### Work to be completed
Output all lines exactly, with nothing added or dropped.

[Location annotation dataset excerpts]
====================

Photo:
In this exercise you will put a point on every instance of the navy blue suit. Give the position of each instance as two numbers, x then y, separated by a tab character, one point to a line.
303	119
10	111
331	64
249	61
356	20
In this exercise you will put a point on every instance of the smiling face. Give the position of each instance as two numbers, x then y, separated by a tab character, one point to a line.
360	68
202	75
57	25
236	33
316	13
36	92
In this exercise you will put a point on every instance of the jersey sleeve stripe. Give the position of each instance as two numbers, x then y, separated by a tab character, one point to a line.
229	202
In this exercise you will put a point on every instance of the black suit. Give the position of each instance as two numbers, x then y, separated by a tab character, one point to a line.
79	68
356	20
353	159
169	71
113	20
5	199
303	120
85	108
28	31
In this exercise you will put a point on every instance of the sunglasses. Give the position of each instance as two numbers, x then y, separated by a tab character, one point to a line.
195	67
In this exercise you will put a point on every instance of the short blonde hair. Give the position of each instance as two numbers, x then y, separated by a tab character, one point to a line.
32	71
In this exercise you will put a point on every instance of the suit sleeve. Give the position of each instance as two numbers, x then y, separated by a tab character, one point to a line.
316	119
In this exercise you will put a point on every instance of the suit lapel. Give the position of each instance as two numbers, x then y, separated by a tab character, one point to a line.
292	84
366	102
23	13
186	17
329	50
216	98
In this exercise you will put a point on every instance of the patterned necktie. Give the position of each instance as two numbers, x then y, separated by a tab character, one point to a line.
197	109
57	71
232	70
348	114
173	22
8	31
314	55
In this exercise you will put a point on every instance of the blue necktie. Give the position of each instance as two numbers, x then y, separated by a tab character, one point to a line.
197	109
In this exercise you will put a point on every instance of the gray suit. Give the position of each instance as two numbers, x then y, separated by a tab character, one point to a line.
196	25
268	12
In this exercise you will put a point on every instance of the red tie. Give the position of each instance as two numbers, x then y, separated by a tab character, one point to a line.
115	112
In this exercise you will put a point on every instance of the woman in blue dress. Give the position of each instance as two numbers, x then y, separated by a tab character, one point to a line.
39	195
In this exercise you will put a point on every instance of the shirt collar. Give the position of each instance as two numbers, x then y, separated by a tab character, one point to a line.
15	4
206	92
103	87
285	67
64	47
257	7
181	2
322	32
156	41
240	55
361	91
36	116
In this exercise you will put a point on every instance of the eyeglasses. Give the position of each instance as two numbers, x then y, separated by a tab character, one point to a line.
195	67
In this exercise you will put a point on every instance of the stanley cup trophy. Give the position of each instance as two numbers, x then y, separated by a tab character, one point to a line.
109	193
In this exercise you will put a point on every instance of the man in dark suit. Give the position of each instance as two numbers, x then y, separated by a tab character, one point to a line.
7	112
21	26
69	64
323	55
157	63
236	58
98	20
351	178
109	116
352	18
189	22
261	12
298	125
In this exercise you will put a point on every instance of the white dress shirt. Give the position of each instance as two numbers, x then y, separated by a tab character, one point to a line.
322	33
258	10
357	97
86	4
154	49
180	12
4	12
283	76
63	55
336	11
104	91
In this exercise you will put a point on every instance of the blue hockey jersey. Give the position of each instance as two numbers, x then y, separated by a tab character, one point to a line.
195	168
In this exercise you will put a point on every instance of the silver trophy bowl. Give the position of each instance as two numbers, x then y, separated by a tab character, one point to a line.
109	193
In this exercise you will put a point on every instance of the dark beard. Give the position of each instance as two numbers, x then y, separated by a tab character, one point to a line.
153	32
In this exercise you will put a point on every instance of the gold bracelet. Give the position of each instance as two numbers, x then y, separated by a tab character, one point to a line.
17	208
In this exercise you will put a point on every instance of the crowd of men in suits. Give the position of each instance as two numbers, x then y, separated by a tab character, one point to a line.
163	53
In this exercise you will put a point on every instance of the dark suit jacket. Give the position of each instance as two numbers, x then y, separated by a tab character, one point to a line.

====================

### Answer
Photo:
In this exercise you will put a point on every instance of the navy blue suit. Give the position of each instance as two numbers, x then y, separated by a tab character, one point to a line.
303	119
10	111
331	64
249	61
356	20
In this exercise you will put a point on every instance of the smiling face. Give the position of each instance as two numbers, x then y, separated by a tab character, one point to a line.
360	68
202	75
57	25
236	33
316	13
36	92
In this exercise you will put a point on every instance of the jersey sleeve stripe. Give the position of each instance as two numbers, x then y, separated by a tab character, one point to a line.
229	202
In this exercise you will put a point on every instance of the black suit. Give the position of each instance as two numbers, x then y, separated by a tab character, one point to a line.
79	68
356	20
353	159
169	71
113	20
5	199
303	120
85	108
28	31
In this exercise you will put a point on every instance of the sunglasses. Give the position of each instance as two numbers, x then y, separated by a tab character, one point to a line.
195	67
In this exercise you will put a point on every instance of the short blonde hair. Give the position of each instance as two numbers, x then y, separated by a tab character, one point to a line.
32	71
In this exercise you will put a point on every instance of the suit sleeve. Give the position of each instance as two numbers, x then y, separated by a tab character, one point to a line.
316	119
In this exercise you will put a point on every instance of the suit lapel. Give the position of each instance as two numbers, x then y, separated by a tab character, one point to a line.
292	84
366	102
23	13
186	17
329	50
216	98
In this exercise you will put a point on every instance of the patterned necktie. Give the position of each instance as two numbers, x then y, separated by a tab character, one point to a line.
197	109
57	71
232	70
348	114
173	22
8	31
314	55
In this exercise you will put a point on every instance of the blue necktie. Give the position of each instance as two numbers, x then y, separated by a tab character, one point to a line.
197	109
In this exercise you will put a point on every instance of the gray suit. Give the position of each instance as two numbers, x then y, separated by a tab character, one point to a line.
196	25
268	12
In this exercise you will put a point on every instance of the red tie. Give the position of each instance as two numbers, x then y, separated by a tab character, one point to a line.
115	112
In this exercise you will put a point on every instance of the woman in blue dress. Give the position of each instance as two numbers, x then y, separated by a tab character, one point to a line.
39	195
In this exercise you will put a point on every instance of the shirt collar. Give the position of each instance as two numbers, x then y, separated by a tab character, one point to a line.
15	4
206	92
103	87
285	67
64	47
257	7
181	2
322	32
156	41
240	55
361	91
36	116
In this exercise you will put a point on every instance of the eyeglasses. Give the position of each instance as two numbers, x then y, separated by a tab character, one point to a line.
195	67
In this exercise you will put a point on every instance of the stanley cup trophy. Give the position of each instance as two numbers, x then y, separated by a tab character, one point to a line.
109	193
In this exercise you will put a point on every instance of the man in dark suit. Give the position of each instance as two numbers, x then y, separated by a tab character, one point to a line.
7	112
21	26
69	64
323	55
157	63
236	58
98	20
351	178
109	116
352	18
189	22
261	12
298	125
In this exercise you will put a point on every instance of the white dress shirt. Give the position of each instance as two numbers, x then y, separated by a tab character, one point to a line.
322	33
258	10
357	97
86	4
154	49
180	12
4	12
283	76
63	55
336	11
104	91
In this exercise you will put a point on every instance of the blue hockey jersey. Give the position of each instance as two numbers, x then y, separated by a tab character, one point to a line.
195	168
In this exercise you will put a point on every instance of the silver trophy bowl. Give the position of each instance as two numbers, x then y, separated by a tab character, one point to a line.
109	193
In this exercise you will put a point on every instance of the dark beard. Give the position of each instance as two numbers, x then y, separated by a tab character, one point to a line.
153	32
In this exercise you will put a point on every instance of the gold bracelet. Give the position of each instance as two numbers, x then y, separated by a tab character, one point to a line.
17	208
In this exercise you will put a point on every instance of the crowd of men in suits. Give the position of each instance as two numbers, x then y, separated by a tab character, one point to a line.
163	53
In this exercise you will put a point on every instance of the dark suit jacket. Give the position of each instance as two numbers, x then y, separated by a tab character, one point to a line.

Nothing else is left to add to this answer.